## Task inputs
★ ★ ★

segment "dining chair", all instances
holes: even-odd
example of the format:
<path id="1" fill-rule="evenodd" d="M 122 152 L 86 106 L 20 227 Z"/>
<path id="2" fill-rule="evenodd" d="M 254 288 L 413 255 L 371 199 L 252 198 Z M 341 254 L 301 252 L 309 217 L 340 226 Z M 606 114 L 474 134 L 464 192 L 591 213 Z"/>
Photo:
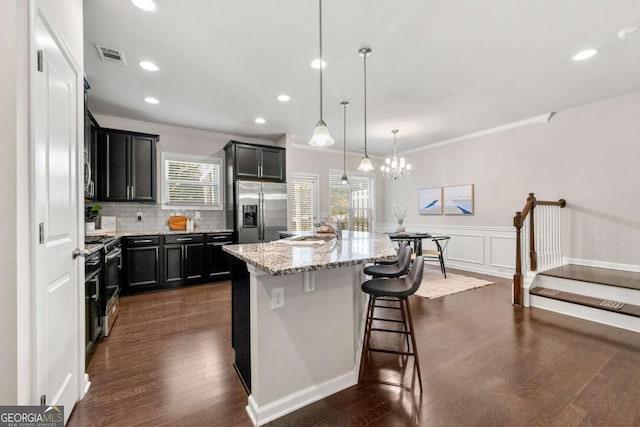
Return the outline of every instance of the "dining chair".
<path id="1" fill-rule="evenodd" d="M 424 260 L 437 260 L 440 263 L 440 271 L 444 274 L 444 278 L 447 278 L 447 269 L 444 265 L 444 251 L 447 249 L 451 236 L 434 236 L 432 239 L 436 244 L 436 249 L 423 249 L 422 256 Z"/>

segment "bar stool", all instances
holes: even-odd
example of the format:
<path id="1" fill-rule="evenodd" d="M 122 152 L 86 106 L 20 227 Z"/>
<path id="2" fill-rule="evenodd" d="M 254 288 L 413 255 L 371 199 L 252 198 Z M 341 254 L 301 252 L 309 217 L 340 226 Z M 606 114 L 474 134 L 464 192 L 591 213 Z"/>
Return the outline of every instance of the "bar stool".
<path id="1" fill-rule="evenodd" d="M 422 375 L 420 374 L 420 360 L 418 358 L 418 349 L 416 347 L 416 338 L 413 328 L 413 320 L 411 318 L 411 309 L 409 308 L 409 295 L 413 295 L 422 283 L 422 272 L 424 269 L 424 259 L 422 256 L 416 258 L 409 274 L 402 278 L 394 279 L 371 279 L 362 284 L 362 291 L 369 294 L 369 306 L 367 308 L 367 320 L 365 323 L 364 343 L 362 344 L 362 357 L 360 360 L 360 379 L 364 375 L 364 366 L 369 358 L 369 352 L 400 354 L 403 356 L 413 356 L 415 367 L 418 371 L 418 383 L 420 391 L 422 391 Z M 398 301 L 400 307 L 391 307 L 377 305 L 377 301 Z M 400 310 L 402 320 L 388 319 L 382 317 L 374 317 L 376 308 Z M 374 328 L 373 321 L 383 321 L 392 323 L 401 323 L 402 330 Z M 371 347 L 371 332 L 390 332 L 403 334 L 406 337 L 407 350 L 397 351 Z M 411 346 L 409 345 L 411 338 Z"/>
<path id="2" fill-rule="evenodd" d="M 400 242 L 400 247 L 398 248 L 398 253 L 402 252 L 402 249 L 406 248 L 407 246 L 409 246 L 409 242 L 407 242 L 406 240 L 403 240 L 402 242 Z M 390 265 L 390 264 L 395 264 L 397 262 L 398 262 L 398 258 L 390 259 L 390 260 L 383 260 L 383 261 L 376 261 L 376 265 Z"/>
<path id="3" fill-rule="evenodd" d="M 398 261 L 394 264 L 370 265 L 365 267 L 364 274 L 377 277 L 400 277 L 407 274 L 411 267 L 411 247 L 406 246 L 398 252 Z"/>

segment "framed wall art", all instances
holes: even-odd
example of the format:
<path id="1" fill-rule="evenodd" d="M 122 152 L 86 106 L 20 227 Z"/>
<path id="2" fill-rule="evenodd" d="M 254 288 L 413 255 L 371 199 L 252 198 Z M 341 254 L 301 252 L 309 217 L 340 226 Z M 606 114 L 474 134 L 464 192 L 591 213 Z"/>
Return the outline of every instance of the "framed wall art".
<path id="1" fill-rule="evenodd" d="M 442 215 L 442 187 L 418 190 L 418 213 L 420 215 Z"/>
<path id="2" fill-rule="evenodd" d="M 473 215 L 473 184 L 444 187 L 445 215 Z"/>

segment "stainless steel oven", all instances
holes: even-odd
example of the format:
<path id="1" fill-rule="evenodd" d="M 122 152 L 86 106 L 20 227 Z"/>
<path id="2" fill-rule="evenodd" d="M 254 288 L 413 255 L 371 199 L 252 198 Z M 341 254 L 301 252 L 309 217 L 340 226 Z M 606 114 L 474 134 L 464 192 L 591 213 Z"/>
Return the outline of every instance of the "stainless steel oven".
<path id="1" fill-rule="evenodd" d="M 104 243 L 104 286 L 102 287 L 102 332 L 108 336 L 118 317 L 122 275 L 122 246 L 120 240 Z"/>
<path id="2" fill-rule="evenodd" d="M 85 350 L 87 357 L 102 332 L 100 315 L 100 289 L 102 287 L 102 251 L 87 256 L 85 271 Z"/>

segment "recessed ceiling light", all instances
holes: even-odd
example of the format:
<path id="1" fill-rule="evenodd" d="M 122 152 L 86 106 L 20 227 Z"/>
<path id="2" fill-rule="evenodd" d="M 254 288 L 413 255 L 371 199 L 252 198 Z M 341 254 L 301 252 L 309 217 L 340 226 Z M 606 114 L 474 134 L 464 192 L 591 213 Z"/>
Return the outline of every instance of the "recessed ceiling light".
<path id="1" fill-rule="evenodd" d="M 131 0 L 131 2 L 147 12 L 156 10 L 156 3 L 153 0 Z"/>
<path id="2" fill-rule="evenodd" d="M 618 37 L 622 40 L 630 39 L 638 34 L 640 34 L 640 24 L 631 25 L 618 31 Z"/>
<path id="3" fill-rule="evenodd" d="M 318 59 L 314 59 L 313 61 L 311 61 L 311 68 L 315 68 L 316 70 L 320 69 L 320 58 Z M 322 61 L 322 69 L 324 70 L 325 68 L 327 68 L 327 61 L 323 60 Z"/>
<path id="4" fill-rule="evenodd" d="M 291 101 L 291 97 L 289 95 L 278 95 L 278 101 L 281 101 L 281 102 Z"/>
<path id="5" fill-rule="evenodd" d="M 153 96 L 147 96 L 144 100 L 146 102 L 148 102 L 149 104 L 159 104 L 160 103 L 160 101 L 158 101 L 158 99 L 154 98 Z"/>
<path id="6" fill-rule="evenodd" d="M 263 119 L 262 117 L 256 117 L 256 119 L 254 121 L 259 125 L 263 125 L 263 124 L 267 123 L 267 121 L 265 119 Z"/>
<path id="7" fill-rule="evenodd" d="M 156 64 L 149 61 L 140 61 L 138 62 L 138 65 L 140 65 L 141 68 L 144 68 L 147 71 L 158 71 L 160 69 L 160 67 L 158 67 Z"/>
<path id="8" fill-rule="evenodd" d="M 573 59 L 574 61 L 584 61 L 585 59 L 591 58 L 596 53 L 598 53 L 598 49 L 585 49 L 573 55 L 571 59 Z"/>

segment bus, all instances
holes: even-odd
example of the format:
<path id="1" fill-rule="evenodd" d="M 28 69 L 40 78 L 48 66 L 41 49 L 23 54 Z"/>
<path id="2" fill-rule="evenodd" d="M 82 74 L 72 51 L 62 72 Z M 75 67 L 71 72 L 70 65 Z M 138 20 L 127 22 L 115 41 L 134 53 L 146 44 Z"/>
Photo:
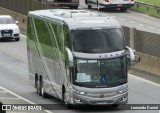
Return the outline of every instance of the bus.
<path id="1" fill-rule="evenodd" d="M 118 106 L 128 101 L 128 64 L 121 25 L 87 10 L 30 11 L 27 23 L 29 81 L 42 97 L 72 105 Z"/>
<path id="2" fill-rule="evenodd" d="M 105 8 L 120 8 L 120 11 L 127 11 L 128 8 L 134 6 L 134 0 L 85 0 L 88 9 L 96 6 L 98 10 Z"/>
<path id="3" fill-rule="evenodd" d="M 79 0 L 37 0 L 43 4 L 53 5 L 53 6 L 64 6 L 70 9 L 78 9 Z"/>

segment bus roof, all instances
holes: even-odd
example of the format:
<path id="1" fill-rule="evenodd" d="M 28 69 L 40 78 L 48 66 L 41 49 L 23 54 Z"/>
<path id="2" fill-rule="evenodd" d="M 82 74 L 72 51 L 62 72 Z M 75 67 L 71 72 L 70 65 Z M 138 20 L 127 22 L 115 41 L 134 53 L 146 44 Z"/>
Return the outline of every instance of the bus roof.
<path id="1" fill-rule="evenodd" d="M 114 18 L 87 10 L 47 9 L 30 11 L 28 15 L 42 20 L 66 23 L 70 29 L 121 27 Z"/>

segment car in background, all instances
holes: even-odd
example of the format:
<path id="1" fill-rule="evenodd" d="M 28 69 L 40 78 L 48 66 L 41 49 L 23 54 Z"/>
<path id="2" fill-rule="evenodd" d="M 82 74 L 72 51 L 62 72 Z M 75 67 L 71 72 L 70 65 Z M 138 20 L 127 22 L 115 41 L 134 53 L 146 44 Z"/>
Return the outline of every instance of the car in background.
<path id="1" fill-rule="evenodd" d="M 18 21 L 9 15 L 0 15 L 0 39 L 14 39 L 20 40 L 20 30 Z"/>

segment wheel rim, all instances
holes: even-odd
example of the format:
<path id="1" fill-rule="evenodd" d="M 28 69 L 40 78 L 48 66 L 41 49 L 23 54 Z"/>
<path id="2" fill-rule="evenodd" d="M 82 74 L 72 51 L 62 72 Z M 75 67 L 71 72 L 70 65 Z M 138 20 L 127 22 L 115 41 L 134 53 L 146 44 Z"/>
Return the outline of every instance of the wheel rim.
<path id="1" fill-rule="evenodd" d="M 97 8 L 98 8 L 98 10 L 100 10 L 99 3 L 97 3 Z"/>
<path id="2" fill-rule="evenodd" d="M 42 83 L 42 86 L 41 86 L 41 95 L 44 96 L 44 88 L 43 88 L 43 83 Z"/>
<path id="3" fill-rule="evenodd" d="M 64 103 L 65 103 L 65 105 L 68 104 L 68 103 L 67 103 L 67 98 L 66 98 L 66 93 L 64 93 Z"/>

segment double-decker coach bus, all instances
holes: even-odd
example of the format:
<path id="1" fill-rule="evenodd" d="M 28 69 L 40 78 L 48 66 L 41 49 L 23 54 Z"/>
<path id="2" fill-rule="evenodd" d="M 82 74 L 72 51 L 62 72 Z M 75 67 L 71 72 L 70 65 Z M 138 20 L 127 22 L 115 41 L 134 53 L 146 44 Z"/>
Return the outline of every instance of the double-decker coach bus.
<path id="1" fill-rule="evenodd" d="M 88 8 L 96 6 L 98 10 L 105 8 L 120 8 L 121 11 L 127 11 L 128 8 L 134 6 L 134 0 L 85 0 Z"/>
<path id="2" fill-rule="evenodd" d="M 85 10 L 30 11 L 27 51 L 30 83 L 40 96 L 67 107 L 127 103 L 127 62 L 135 56 L 115 19 Z"/>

★ ★ ★

## The task
Say how many lines in the entries contain the string "segment", and leave out everything else.

## Completed exercise
10